**Task prompt**
Please reproduce everything from "2020 will be" down to "fill time available!" in the excerpt about the embroidered cushion below.

Renaissance style embroidered N in whitework ( hand embroidered by Mary Addison)

2020 will be remembered as that strange year when we all had to turn inwards and nurture any vestige of  inner hermit to be found in the deep recesses of seemingly set personalities. For me, it’s been a welcome opportunity for hours of indulgent and enjoyable sewing, producing presents I wanted to make but which in other years I would never have had the time.  Strangely though I don’t seem to have produced masses more of things  than in normal times – possibly the things I’ve made have been bigger with more embroidery in each item. A sort of variant of Parkinson’s Law where embroidered pieces expand in size to fill time available!

Detail of Renaissance style embroidered N in whitework ( hand embroidered by Mary Addison)

This cushion is for Neela Mann, one of the first people I got to know when we came to Cheltenham. A writer and  local historian (author of Cheltenham in the Great War) and organiser of literary festivals (Warwick Word History Festival)  – not to mention knitting enthusiast – she introduced me to all sorts of bits of the town I would have wanted to know about but didn’t know they were there to be known about. I first met her a couple of years ago when she joined with The Holst Birthplace Museum to hold afternoon knitting sessions and to talk about what Cheltenham ladies had done for the war effort. During WW I, throughout Britain, knitting became a heroic activity, a sort of moral duty to keep those in the trenches a little bit warmer than they might otherwise have been.  In 4 weeks of autumn 1914, Cheltenham’s women had knitted enough scarves to give one to every man and officer aboard HMS Gloucester. They must have been quick knitters – on 18 December 1918, the Mayoress of Cheltenham asked for more than 2,000 mittens to be knitted by Christmas to be given to soldiers billeted in the town as a Christmas present. Knitting on an industrial scale went on right through the war up to late 1918. Unfortunately there was a downside to all this for women, as both knitting (and sewing) for the troops was unpaid and so deprived working women of one source of household income.

**Extracted entries**

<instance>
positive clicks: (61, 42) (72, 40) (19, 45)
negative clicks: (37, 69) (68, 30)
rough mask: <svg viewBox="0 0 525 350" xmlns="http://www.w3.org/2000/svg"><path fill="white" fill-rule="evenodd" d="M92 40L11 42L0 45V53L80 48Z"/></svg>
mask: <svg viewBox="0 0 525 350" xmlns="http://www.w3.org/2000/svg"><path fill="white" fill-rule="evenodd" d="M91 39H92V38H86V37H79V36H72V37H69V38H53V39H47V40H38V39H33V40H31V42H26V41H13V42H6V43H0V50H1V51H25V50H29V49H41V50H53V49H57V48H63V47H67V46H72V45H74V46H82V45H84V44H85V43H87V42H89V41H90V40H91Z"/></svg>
---
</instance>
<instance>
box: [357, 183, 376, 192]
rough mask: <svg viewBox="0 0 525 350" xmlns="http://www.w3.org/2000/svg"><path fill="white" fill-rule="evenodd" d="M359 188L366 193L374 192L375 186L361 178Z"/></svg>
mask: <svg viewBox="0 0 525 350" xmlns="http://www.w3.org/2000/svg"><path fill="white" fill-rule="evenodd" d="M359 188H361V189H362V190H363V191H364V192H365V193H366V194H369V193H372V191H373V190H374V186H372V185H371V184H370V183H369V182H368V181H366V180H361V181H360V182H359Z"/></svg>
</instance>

**Result**
2020 will be remembered as that strange year when we all had to turn inwards and nurture any vestige of  inner hermit to be found in the deep recesses of seemingly set personalities. For me, it’s been a welcome opportunity for hours of indulgent and enjoyable sewing, producing presents I wanted to make but which in other years I would never have had the time.  Strangely though I don’t seem to have produced masses more of things  than in normal times – possibly the things I’ve made have been bigger with more embroidery in each item. A sort of variant of Parkinson’s Law where embroidered pieces expand in size to fill time available!